=== Given passage ===

You can use an AlbConfig to create an ALB multi-cluster gateway from the ACK One Fleet instance. You can associate clusters with the gateway.

Obtain the IDs of two vSwitches that belong to the VPC where the ACK One Fleet instance resides.

Create a file named gateway.yaml and copy the following content to the file.

Note

Replace ${vsw-id1} and ${vsw-id2} with the vSwitch IDs obtained from the preceding step, and replace ${cluster1} and ${cluster2} with the IDs of the associated clusters you want to add.
For associated clusters ${cluster1} and ${cluster2}, you must configure the inbound rules of their security group to allow access from all IP addresses and ports of the vSwitch CIDR block.

apiVersion: alibabacloud.com/v1
kind: AlbConfig
metadata:
  name: ackone-gateway-demo
  annotations:
    # Specify the IDs of the clusters that you want to associate with the ALB instance.

=== Recorded information ===

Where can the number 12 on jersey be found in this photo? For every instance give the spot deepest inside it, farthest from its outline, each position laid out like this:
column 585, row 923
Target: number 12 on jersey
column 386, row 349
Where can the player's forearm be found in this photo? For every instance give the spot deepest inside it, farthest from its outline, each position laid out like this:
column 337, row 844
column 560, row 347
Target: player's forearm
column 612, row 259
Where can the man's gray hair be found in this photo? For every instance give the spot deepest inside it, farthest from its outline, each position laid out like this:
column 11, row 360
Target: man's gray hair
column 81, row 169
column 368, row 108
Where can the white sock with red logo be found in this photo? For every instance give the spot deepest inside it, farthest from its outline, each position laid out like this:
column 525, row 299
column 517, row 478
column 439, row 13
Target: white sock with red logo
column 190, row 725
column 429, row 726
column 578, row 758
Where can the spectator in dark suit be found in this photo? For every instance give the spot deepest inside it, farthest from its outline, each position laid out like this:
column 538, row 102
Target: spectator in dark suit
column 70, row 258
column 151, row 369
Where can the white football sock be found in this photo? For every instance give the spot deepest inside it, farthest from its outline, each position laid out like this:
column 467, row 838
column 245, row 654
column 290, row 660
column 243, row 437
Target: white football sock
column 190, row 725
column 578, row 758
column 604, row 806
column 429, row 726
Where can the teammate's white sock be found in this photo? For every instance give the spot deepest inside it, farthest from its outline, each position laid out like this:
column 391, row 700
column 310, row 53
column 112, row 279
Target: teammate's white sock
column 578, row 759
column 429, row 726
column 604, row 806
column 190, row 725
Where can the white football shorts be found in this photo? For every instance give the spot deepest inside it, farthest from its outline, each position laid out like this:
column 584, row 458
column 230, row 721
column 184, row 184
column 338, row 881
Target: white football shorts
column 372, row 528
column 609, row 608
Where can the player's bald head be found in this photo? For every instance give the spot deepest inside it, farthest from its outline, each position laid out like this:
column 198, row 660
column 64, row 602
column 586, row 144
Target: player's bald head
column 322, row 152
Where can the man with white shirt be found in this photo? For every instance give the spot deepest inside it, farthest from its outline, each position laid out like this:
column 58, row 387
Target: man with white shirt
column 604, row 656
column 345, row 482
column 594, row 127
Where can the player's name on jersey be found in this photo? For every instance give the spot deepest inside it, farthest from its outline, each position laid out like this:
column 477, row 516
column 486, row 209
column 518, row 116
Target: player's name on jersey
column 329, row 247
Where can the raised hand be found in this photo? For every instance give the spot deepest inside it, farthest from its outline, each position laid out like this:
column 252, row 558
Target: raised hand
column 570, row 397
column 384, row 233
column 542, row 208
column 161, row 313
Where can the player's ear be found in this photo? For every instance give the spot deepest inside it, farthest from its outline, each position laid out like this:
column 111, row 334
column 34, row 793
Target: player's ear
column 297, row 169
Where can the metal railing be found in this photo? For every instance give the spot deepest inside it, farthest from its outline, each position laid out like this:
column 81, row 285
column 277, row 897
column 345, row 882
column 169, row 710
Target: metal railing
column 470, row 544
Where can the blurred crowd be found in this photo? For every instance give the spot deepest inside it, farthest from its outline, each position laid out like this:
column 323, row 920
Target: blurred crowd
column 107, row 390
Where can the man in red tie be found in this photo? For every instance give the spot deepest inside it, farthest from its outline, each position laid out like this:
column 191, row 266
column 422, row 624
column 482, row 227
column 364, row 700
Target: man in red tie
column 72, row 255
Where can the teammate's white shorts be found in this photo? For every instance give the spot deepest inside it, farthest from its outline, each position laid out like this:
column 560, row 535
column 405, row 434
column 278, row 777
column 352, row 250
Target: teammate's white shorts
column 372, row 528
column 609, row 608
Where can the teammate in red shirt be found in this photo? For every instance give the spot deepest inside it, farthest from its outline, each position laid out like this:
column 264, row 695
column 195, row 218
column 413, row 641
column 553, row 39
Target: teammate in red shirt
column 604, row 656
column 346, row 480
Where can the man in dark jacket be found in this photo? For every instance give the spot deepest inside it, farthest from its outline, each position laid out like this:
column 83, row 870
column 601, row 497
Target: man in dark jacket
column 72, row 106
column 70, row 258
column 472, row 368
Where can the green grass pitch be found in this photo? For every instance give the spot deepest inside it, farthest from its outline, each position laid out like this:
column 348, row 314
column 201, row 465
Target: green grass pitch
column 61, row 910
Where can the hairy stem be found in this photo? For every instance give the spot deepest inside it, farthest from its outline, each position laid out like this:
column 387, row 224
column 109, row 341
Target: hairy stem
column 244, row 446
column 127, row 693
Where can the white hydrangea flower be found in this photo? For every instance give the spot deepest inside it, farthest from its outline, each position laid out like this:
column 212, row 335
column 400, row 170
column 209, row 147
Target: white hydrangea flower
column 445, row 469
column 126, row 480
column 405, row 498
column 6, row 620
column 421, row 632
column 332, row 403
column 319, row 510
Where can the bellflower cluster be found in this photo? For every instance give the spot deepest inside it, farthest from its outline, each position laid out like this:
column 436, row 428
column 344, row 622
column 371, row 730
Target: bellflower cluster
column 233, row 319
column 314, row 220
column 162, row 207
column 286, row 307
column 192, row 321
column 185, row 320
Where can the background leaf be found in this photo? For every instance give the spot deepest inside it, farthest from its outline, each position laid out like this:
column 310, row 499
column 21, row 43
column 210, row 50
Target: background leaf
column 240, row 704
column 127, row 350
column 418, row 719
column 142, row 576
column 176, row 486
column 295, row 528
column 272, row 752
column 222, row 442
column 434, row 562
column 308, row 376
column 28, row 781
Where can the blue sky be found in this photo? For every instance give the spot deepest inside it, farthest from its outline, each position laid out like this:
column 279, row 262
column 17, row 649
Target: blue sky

===

> _Task set_
1 > Decide whether each statement agrees with the ALB gateway text, answering yes or no and quoting the words of the text that settle it: (a) the two vSwitches must belong to the VPC where the ACK One Fleet instance resides; (b) the file to be created is named albconfig.yaml; (c) the inbound rules of the associated clusters' security group should allow access from only some ports of the vSwitch CIDR block.
2 > Resume the ALB gateway text from the point where it stops.
The entries are separate material and are not part of the ALB gateway text.

> _Task-by-task answers_
1 >
(a) Yes: "Obtain the IDs of two vSwitches that belong to the VPC where the ACK One Fleet instance resides."
(b) No: "Create a file named gateway.yaml and copy the following content to the file."
(c) No: "allow access from all IP addresses and ports of the vSwitch CIDR block."

2 >
    alb.ingress.kubernetes.io/remote-clusters: ${cluster1},${cluster2}
spec:
  config:
    name: one-alb-demo
    addressType: Internet
    addressAllocatedMode: Fixed
    zoneMappings:
    - vSwitchId: ${vsw-id1}
    - vSwitchId: ${vsw-id2}
  listeners:
  - port: 8001
    protocol: HTTP
---
apiVersion: networking.k8s.io/v1
kind: IngressClass
metadata:
  name: alb
spec:
  controller: ingress.k8s.alibabacloud/alb
  parameters:
    apiGroup: alibabacloud.com
    kind: AlbConfig
    name: ackone-gateway-demo

You need to configure the following parameters.

Parameter	Required	Description
`metadata.name`	Yes	The name of the AlbConfig.
`metadata.annotations:` `alb.ingress.kubernetes.io/remote-clusters`	Yes	The list of associated clusters to be added to the ALB multi-cluster gateway. The cluster IDs listed here have been associated with the Fleet instance.
`spec.config.name`	No	The name of the ALB instance.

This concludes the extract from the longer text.